> Work to complete
Convert every line of the data below into a Markdown table with the columns Row and Line text, numbering the rows in order and leaving out blank lines.

[Source records]

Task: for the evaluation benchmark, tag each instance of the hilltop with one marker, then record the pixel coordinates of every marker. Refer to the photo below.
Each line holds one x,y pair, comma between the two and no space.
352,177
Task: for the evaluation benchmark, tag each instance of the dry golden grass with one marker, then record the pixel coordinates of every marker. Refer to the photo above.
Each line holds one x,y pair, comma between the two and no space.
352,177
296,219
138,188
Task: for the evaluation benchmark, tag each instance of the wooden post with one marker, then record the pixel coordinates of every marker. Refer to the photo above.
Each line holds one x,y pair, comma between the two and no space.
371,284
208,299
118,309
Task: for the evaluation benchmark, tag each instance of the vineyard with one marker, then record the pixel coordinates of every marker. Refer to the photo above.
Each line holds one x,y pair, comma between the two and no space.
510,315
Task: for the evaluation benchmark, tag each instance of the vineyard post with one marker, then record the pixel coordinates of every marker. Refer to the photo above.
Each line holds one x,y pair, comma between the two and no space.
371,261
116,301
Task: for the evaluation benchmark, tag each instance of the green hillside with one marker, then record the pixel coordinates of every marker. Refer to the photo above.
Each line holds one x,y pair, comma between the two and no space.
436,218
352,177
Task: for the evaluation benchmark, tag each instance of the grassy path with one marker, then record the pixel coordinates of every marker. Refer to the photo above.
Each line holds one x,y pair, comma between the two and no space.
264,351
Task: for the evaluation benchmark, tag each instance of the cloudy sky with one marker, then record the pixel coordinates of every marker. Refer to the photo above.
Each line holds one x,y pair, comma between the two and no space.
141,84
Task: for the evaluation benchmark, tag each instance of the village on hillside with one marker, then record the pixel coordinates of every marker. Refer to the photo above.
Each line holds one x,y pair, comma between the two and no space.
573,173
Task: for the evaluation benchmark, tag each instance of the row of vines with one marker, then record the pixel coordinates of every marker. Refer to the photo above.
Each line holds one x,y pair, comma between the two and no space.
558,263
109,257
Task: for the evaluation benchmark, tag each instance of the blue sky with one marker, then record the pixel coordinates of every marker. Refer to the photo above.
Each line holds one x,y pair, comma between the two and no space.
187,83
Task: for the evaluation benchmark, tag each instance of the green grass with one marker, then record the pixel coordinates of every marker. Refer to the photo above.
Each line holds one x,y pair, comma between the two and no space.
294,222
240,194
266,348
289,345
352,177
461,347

> Result
| Row | Line text |
|---|---|
| 1 | Task: for the evaluation benchmark, tag each instance of the hilltop with one marker, then record the pixel coordinates of every marker. Refer to the photo below. |
| 2 | Each line holds one x,y pair, comma between the two and no space. |
| 3 | 352,177 |
| 4 | Task: for the evaluation benchmark, tag each instance of the dry golden grass with one marker, then record the pixel coordinates of every marker. Refer to the photo above. |
| 5 | Each line holds one x,y pair, comma between the two and no space. |
| 6 | 352,177 |
| 7 | 296,219 |
| 8 | 138,188 |
| 9 | Task: for the evaluation benchmark, tag each instance of the wooden post with one marker, then record the pixel coordinates of every marker. Refer to the photo above. |
| 10 | Each line holds one x,y pair, comma between the two and no space. |
| 11 | 371,284 |
| 12 | 208,299 |
| 13 | 118,309 |
| 14 | Task: for the evaluation benchmark, tag each instance of the vineyard with one marker, then record the pixel coordinates of every marker. Refer to the photo above. |
| 15 | Each line holds one x,y pair, comma between the two and no space. |
| 16 | 510,315 |
| 17 | Task: for the evaluation benchmark, tag each instance of the vineyard post with one marker, then record the pixel coordinates of every marker. Refer to the photo above. |
| 18 | Each line holds one x,y pair, comma between the two and no space. |
| 19 | 371,261 |
| 20 | 116,301 |
| 21 | Task: for the evaluation benchmark, tag each instance of the green hillside with one marker, then record the pixel coordinates of every marker. Refer to the photo above. |
| 22 | Each line holds one x,y pair, comma between the two and no space. |
| 23 | 436,218 |
| 24 | 352,177 |
| 25 | Task: for the evaluation benchmark, tag each instance of the grassy path with one marker, then record the pixel coordinates of every marker. Refer to the photo above. |
| 26 | Each line holds one x,y pair, comma between the two and no space. |
| 27 | 264,351 |
| 28 | Task: for the evaluation benchmark, tag each instance of the cloudy sky with one marker, then record the pixel coordinates of every marker. Refer to the photo above. |
| 29 | Each line holds one x,y pair, comma between the two and no space. |
| 30 | 141,84 |
| 31 | Task: for the evaluation benchmark, tag each instance of the village on hillside with one marker, then record the pixel coordinates of every marker. Refer to the photo above. |
| 32 | Each line holds one x,y pair, comma between the two and no space. |
| 33 | 573,173 |
| 34 | Task: for the evaluation benchmark, tag each instance of the row of vines with one marker, then record the pixel coordinates of every marker. Refer to the photo above. |
| 35 | Each line holds one x,y pair, comma between the two and no space. |
| 36 | 558,263 |
| 37 | 109,257 |
| 38 | Task: for the evaluation benchmark, tag each instance of the blue sky with one marker, then record the pixel coordinates of every marker. Refer to the photo above. |
| 39 | Each line holds one x,y pair, comma between the two and no space. |
| 40 | 187,83 |
| 41 | Task: for the evaluation benchmark, tag each instance of the green grass with one marker, then record the pixel coordinates of every marker. Refer to the photo above. |
| 42 | Each line holds one x,y pair, comma between the two and no space. |
| 43 | 294,222 |
| 44 | 240,194 |
| 45 | 266,348 |
| 46 | 289,345 |
| 47 | 352,177 |
| 48 | 461,347 |